WHAT IS NEEDED:
Please list every proper name of a person, organization or instrument in the text on the new image enhancement technique.

PROVIDED TEXT: Begin

New Math Technique Opens Clearer Window On Universe
A fast, efficient image enhancement technique developed at the National Institute of Standards and Technology (NIST) and originally applied to improving monochrome microscope images has proved itself equally effective at the other end of the scale– sharpening details on color images of distant galaxies produced by the Hubble Space Telescope. That the technique’s practical value would span from inner space to outer space was a welcome surprise to NIST mathematician Alfred Carasso.
Removing blur is a problem common to almost all imaging, from home snapshots to scientific instrumentation. Mathematically, blurring can be thought of as a set of mathematical operations that are applied to every point in an image and that result in that point being spread out and diffused. In principle, if you know the blurring function, the exact set of operations, you can remove the blur by delicate numerical analysis, being careful not to amplify noise.

PROVIDED TEXT: End
EXCERPTED RECORDS: Begin

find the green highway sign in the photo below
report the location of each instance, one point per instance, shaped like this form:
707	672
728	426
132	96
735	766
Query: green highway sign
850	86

EXCERPTED RECORDS: End
EXCERPTED RECORDS: Begin

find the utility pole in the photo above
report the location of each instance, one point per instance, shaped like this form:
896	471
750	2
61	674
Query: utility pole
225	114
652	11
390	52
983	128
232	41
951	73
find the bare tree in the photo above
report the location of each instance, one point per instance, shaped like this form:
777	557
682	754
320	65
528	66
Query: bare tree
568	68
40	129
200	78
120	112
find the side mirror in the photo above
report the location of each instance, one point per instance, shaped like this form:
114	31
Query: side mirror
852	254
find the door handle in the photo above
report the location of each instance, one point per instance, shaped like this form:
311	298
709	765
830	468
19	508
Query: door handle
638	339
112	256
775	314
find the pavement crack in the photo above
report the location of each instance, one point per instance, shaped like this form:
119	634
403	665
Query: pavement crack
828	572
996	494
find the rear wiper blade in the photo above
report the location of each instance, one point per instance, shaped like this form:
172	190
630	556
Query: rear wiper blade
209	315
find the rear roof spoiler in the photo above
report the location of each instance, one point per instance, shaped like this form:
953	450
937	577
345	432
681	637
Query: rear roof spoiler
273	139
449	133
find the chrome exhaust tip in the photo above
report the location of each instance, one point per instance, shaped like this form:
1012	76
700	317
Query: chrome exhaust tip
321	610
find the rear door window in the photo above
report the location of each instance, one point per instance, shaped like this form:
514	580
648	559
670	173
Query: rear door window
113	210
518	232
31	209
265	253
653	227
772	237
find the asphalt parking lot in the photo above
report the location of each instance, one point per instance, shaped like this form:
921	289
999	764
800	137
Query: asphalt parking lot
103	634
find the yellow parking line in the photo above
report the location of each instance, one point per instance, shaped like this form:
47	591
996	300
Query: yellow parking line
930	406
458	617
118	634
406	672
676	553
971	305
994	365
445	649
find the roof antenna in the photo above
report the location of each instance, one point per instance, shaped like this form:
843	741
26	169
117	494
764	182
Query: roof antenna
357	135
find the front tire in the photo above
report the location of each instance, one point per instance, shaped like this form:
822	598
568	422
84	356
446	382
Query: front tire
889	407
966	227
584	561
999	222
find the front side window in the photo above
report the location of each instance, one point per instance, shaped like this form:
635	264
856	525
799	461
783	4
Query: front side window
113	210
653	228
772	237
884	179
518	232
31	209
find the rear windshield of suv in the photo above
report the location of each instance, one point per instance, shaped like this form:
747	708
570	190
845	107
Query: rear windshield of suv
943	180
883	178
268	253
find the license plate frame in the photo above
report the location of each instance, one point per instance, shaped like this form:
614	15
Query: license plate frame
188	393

EXCERPTED RECORDS: End
EXCERPTED RECORDS: Begin

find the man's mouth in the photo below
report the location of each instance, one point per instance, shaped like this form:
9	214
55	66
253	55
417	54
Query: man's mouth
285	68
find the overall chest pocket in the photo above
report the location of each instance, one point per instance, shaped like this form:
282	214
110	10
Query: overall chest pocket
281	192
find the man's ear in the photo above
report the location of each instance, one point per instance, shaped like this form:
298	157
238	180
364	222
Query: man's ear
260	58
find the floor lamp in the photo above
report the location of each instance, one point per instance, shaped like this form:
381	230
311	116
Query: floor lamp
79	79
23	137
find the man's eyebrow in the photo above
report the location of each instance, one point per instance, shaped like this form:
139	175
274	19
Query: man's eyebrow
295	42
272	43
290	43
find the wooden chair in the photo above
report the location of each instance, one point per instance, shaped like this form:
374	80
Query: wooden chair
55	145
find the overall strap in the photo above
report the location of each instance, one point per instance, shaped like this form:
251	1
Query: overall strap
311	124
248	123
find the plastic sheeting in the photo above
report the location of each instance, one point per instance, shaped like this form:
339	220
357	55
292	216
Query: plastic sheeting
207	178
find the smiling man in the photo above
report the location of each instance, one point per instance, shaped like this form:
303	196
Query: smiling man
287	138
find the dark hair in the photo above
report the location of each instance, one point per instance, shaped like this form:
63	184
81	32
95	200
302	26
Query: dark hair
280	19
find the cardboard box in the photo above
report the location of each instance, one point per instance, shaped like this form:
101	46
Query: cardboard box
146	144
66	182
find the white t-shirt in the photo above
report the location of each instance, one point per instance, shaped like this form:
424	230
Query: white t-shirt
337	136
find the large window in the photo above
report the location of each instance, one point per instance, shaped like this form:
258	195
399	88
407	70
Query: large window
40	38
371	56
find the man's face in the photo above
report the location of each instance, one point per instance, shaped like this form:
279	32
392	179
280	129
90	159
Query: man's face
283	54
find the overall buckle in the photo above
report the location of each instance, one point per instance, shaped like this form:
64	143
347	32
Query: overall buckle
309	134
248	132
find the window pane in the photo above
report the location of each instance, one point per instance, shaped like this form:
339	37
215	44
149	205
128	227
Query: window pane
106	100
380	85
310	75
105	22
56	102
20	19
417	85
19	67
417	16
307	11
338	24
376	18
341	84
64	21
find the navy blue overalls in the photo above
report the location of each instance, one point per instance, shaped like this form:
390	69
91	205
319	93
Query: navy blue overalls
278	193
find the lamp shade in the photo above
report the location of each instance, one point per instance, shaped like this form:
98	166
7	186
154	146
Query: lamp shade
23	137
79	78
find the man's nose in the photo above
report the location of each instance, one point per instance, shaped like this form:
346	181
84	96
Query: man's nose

EXCERPTED RECORDS: End

FINISHED TASK:
National Institute of Standards and Technology (NIST)
Hubble Space Telescope
Alfred Carasso